**BREVE ESERCIZIO 1**.
Ricopia fedelmente la parte del brano su Cesare e Nicomede cominciando da "Non prendo nemmeno" e proseguendo fino a "riporta i nomi.".
**BREVE ESERCIZIO 2**.
Rispondi alle seguenti domande sul brano su Cesare e Nicomede.
(a) Con quale nome Ottavio salutò Cesare davanti all'assemblea?
(b) Secondo Caio Memmio, in quale veste Cesare aveva servito Nicomede durante il banchetto?
(c) Come si chiamava la figlia di Nicomede?

**TESTO RIPORTATO**.
───
Non prendo nemmeno in considerazione le scritte con le quali, sui muri di Roma, Bibulo chiamò il suo collega «regina bitinica, al quale un tempo stava a cuore un re ed ora sta a cuore un intero regno».
Nello stesso tempo, come riferisce Marco Bruto, un certo Ottavio, la cui acutezza di mente lo autorizzava a dire tutto senza riguardi, davanti ad un'assemblea numerosissima, aveva dato a Pompeo il titolo di «re» e aveva salutato Cesare con il nome di «regina».
Ma Caio Memmio arriva perfino a rimproverarlo di aver servito, come coppiere, insieme con altri invertiti, questo Nicomede, durante un grande banchetto al quale avevano preso parte alcuni commercianti romani, dei quali riporta i nomi.
Cicerone, non contento di aver scritto in alcune sue lettere che le guardie lo portavano nella camera del re, che si sdraiava su un letto d'oro, con una veste dorata e che un discendente di Venere aveva contaminato in Bitinia il fiore della sua giovinezza, un giorno, anche in Senato disse a Cesare, che difendeva la causa di Nisa, la figlia di Nicomede e ricordava i benefici che aveva ricevuto dal re: «Lascia perdere queste cose, ti prego, dal momento che è ben noto quello che lui ti ha dato e quello che tu hai dato a lui.»
───
**DATI**.
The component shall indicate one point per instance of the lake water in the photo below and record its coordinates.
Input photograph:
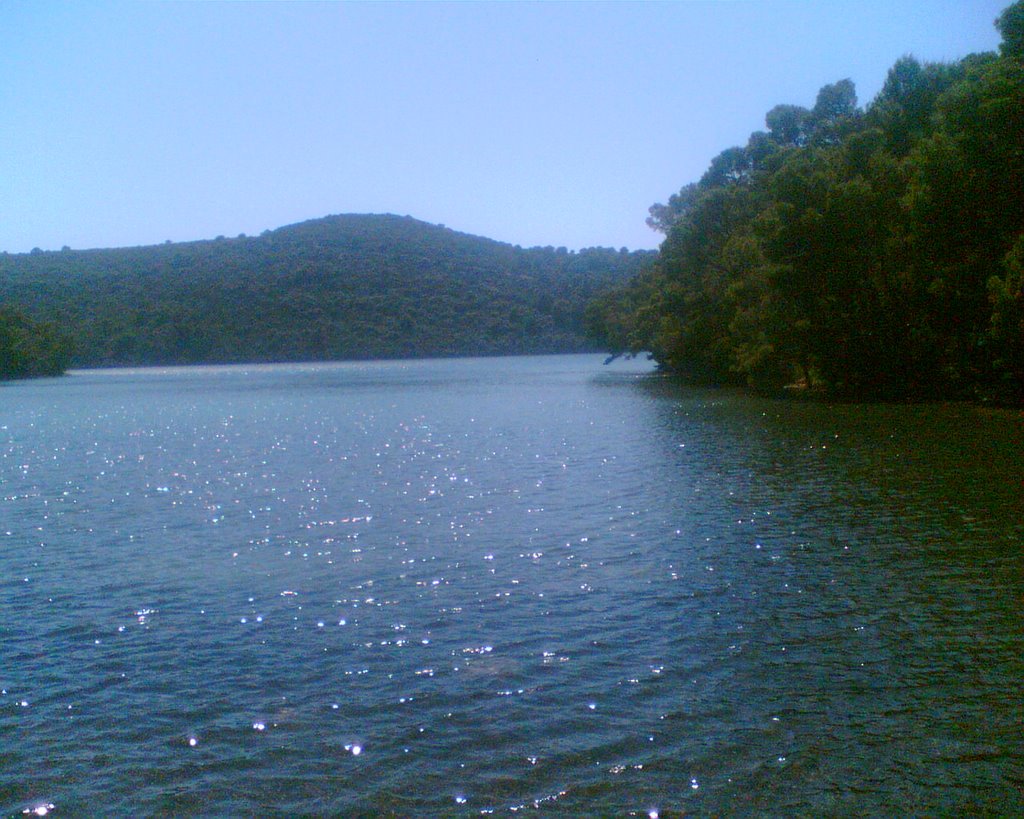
───
**SOLUZIONE 1**.
Non prendo nemmeno in considerazione le scritte con le quali, sui muri di Roma, Bibulo chiamò il suo collega «regina bitinica, al quale un tempo stava a cuore un re ed ora sta a cuore un intero regno».
Nello stesso tempo, come riferisce Marco Bruto, un certo Ottavio, la cui acutezza di mente lo autorizzava a dire tutto senza riguardi, davanti ad un'assemblea numerosissima, aveva dato a Pompeo il titolo di «re» e aveva salutato Cesare con il nome di «regina».
Ma Caio Memmio arriva perfino a rimproverarlo di aver servito, come coppiere, insieme con altri invertiti, questo Nicomede, durante un grande banchetto al quale avevano preso parte alcuni commercianti romani, dei quali riporta i nomi.

**SOLUZIONE 2**.
(a) Con il nome di «regina».
(b) Come coppiere.
(c) Nisa.